As we stood in the restaurant, I spotted a former high school teacher of mine and we talked for a long time, catching up and reminiscing about memories I hadn't thought of for almost twenty years.
Cora has spent her days surrounded by a host of friends from the neighborhood. In fact, our yard has often been full of kids from five or six families, laughing and playing and enjoying the sunshine.
Almost none of it was in our plans a week ago. But this is the reality of this season, the theme of most days. Introverted, plan-ahead April of ten or twenty years ago would not recognize the woman in the middle of it all now. And yet I couldn't love this season more. I look up often in the midst of what borders on chaos and beam at Micah. The fullness of community makes my heart overflow. None of it is planned. None of it goes to plan, even when we try. But it's beautiful, all of it.
Today I was struck by just how much of Jesus' ministry happened in those unexpected or "unplanned" moments. I did a little reading and discovered that many of his most meaningful miracles and conversations were seemingly not the result of planning at all, but rather they were encounters that happened "on the way" to something else.
The woman, desperate to find answers to a medical condition that had affected her for over a decade, reached out to touch the hem of his clothing as he was on the way through town.
A rich young man stopped Jesus on his way to ask what he should do to inherit eternal life.
Zaccheus, desperate for a glimpse of Jesus, was spotted from his perch in a tree as Jesus was on his way past.
A storm nearly overtook the disciples' ship as they were on their way across the lake, and Jesus calmed it with one word.

● **Your tasks**
• 1. According to the passage, how many families' children have often filled the yard?
• 2. Update the stretch of the passage from "As we stood" through "beautiful, all of it." by replacing "neighborhood" with "block".
• 3. Summarize the passage in two sentences.
The rows after this passage are not needed.

● **Recorded data**
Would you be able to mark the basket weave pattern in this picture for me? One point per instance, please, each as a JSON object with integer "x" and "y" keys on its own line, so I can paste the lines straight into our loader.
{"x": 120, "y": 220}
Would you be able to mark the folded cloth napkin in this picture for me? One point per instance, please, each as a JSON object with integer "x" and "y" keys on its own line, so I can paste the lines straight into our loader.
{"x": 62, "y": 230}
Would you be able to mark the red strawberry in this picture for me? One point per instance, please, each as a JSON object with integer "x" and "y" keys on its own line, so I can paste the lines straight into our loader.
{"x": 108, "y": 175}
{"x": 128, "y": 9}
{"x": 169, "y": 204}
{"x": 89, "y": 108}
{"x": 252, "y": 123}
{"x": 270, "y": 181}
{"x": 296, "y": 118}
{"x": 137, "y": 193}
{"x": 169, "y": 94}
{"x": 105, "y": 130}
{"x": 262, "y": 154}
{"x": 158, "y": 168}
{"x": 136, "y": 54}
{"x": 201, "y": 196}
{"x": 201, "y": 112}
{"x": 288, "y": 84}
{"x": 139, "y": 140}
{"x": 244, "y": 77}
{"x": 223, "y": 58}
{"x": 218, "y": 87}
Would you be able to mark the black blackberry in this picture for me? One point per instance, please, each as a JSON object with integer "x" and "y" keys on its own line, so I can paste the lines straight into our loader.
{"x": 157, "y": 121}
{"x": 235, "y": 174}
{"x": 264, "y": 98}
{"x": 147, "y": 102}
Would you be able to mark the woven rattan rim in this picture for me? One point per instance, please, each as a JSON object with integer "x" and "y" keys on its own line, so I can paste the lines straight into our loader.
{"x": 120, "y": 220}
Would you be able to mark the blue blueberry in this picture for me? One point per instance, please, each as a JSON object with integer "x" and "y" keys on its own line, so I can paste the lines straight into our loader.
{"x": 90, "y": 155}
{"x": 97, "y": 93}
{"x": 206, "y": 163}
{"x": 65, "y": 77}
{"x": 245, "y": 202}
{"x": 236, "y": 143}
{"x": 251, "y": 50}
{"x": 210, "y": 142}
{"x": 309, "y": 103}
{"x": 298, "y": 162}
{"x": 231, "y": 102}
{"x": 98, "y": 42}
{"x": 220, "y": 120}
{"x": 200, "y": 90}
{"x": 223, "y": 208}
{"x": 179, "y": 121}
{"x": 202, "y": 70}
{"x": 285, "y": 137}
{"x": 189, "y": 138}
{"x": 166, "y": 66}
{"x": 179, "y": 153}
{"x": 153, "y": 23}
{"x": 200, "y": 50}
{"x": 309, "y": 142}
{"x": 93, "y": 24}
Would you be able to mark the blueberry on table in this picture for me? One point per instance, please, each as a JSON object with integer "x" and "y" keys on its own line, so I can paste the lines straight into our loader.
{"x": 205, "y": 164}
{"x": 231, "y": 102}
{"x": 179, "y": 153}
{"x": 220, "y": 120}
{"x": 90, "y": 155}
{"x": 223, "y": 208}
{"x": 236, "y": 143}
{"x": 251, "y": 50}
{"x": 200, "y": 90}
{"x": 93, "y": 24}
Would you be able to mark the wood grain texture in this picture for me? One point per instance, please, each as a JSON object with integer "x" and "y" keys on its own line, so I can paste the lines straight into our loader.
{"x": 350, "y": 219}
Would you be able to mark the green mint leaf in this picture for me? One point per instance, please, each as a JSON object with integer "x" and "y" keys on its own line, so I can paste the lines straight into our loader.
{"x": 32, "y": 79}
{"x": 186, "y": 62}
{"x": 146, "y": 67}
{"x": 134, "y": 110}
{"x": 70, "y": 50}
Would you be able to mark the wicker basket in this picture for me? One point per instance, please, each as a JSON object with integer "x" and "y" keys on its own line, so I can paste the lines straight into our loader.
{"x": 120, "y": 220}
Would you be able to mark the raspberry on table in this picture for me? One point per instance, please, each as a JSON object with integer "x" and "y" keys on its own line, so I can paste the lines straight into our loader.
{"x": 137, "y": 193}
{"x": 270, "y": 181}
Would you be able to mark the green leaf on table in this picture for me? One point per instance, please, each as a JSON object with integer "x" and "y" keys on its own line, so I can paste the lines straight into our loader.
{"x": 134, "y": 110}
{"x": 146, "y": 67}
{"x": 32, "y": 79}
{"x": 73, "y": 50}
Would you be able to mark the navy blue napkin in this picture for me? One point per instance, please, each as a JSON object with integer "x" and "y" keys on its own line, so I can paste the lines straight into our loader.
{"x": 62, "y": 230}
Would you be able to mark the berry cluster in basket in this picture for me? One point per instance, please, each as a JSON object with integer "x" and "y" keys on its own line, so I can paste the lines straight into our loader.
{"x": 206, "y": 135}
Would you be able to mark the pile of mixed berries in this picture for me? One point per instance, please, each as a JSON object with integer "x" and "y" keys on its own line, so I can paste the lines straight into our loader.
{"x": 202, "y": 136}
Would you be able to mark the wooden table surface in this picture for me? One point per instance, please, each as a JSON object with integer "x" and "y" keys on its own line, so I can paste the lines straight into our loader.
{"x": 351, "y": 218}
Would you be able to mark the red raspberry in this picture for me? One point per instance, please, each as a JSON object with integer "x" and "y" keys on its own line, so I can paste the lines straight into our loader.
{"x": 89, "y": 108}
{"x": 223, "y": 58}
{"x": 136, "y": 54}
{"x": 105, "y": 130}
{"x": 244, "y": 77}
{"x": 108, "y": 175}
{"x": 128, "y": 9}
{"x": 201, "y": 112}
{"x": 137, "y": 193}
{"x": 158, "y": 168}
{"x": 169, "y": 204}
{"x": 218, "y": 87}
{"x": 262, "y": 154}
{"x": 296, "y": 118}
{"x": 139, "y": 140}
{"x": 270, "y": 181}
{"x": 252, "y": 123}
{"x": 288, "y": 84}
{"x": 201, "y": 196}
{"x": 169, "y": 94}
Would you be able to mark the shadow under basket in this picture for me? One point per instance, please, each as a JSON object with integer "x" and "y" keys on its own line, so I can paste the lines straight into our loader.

● **Solutions to the problems**
• 1. Children from five or six families have often filled the yard.

• 2.
As we stood in the restaurant, I spotted a former high school teacher of mine and we talked for a long time, catching up and reminiscing about memories I hadn't thought of for almost twenty years.
Cora has spent her days surrounded by a host of friends from the block. In fact, our yard has often been full of kids from five or six families, laughing and playing and enjoying the sunshine.
Almost none of it was in our plans a week ago. But this is the reality of this season, the theme of most days. Introverted, plan-ahead April of ten or twenty years ago would not recognize the woman in the middle of it all now. And yet I couldn't love this season more. I look up often in the midst of what borders on chaos and beam at Micah. The fullness of community makes my heart overflow. None of it is planned. None of it goes to plan, even when we try. But it's beautiful, all of it.

• 3. The writer describes a season full of unplanned moments and community, such as talking with a former high school teacher and having a yard full of neighborhood children, and says she couldn't love it more. She notes that many of Jesus' most meaningful miracles and conversations happened "on the way" to something else, including a woman touching the hem of his clothing, Zaccheus being spotted in a tree, and the calming of a storm on the lake.